▸ TASK OBJECTIVE: Could you carry on the passage below about the essay collection on honor in the Cape and Australian colonies, starting after its last sentence?

▸ SUPPLIED PASSAGE:
Each of the thirteen chapters considers honour in a particular sphere - legal, political, religious or personal - and in different contexts determined by the distinctive and changing matrix of race, gender and class, as well as the distinctions of free and unfree status in each colony. Early chapters in the volume show how and why the political, ideological and moral stakes of the concept of honour were particularly important in colonial societies; later chapters look more closely at the social behaviour and the purchase of honour among specific groups. Collectively, the chapters show that there was no clear distinction between political and social life, and that honour crossed between the public and private spheres.

This exciting new collection brings together new and established historians of Australia and South Africa to highlight thought-provoking parallels and contrasts between the Cape and Australian colonies that will be of interest to all scholars of colonial societies and the concept of honour.

▸ PROVIDED MATERIAL:
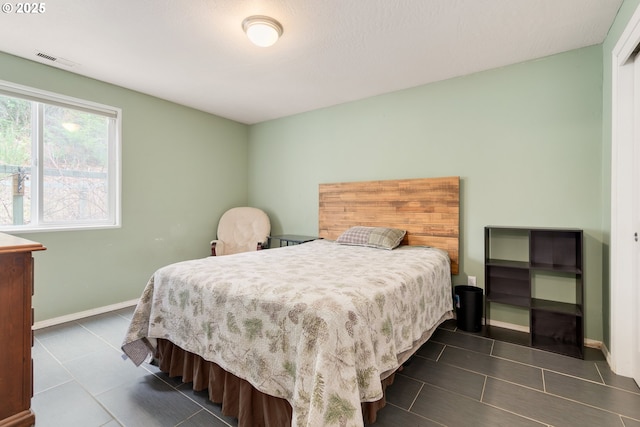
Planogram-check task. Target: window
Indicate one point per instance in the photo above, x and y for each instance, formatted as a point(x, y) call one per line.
point(59, 162)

▸ REPLY:
Penny Russell is Bicentennial Professor of Australian History at the University of Sydney. Her publications include Savage or Civilised? Manners in colonial Australia (2010) and This Errant Lady: Jane Franklin’s journey to Port Phillip and Sydney, 1839 (2002).

Nigel Worden is King George V Professor of History at the University of Cape Town. His publications include, Cape Town between East and West: Social identity in a Dutch colonial town (2012), The Making of Modern South Africa 5ed. (2011) and Cape Town: The making of a city (1998).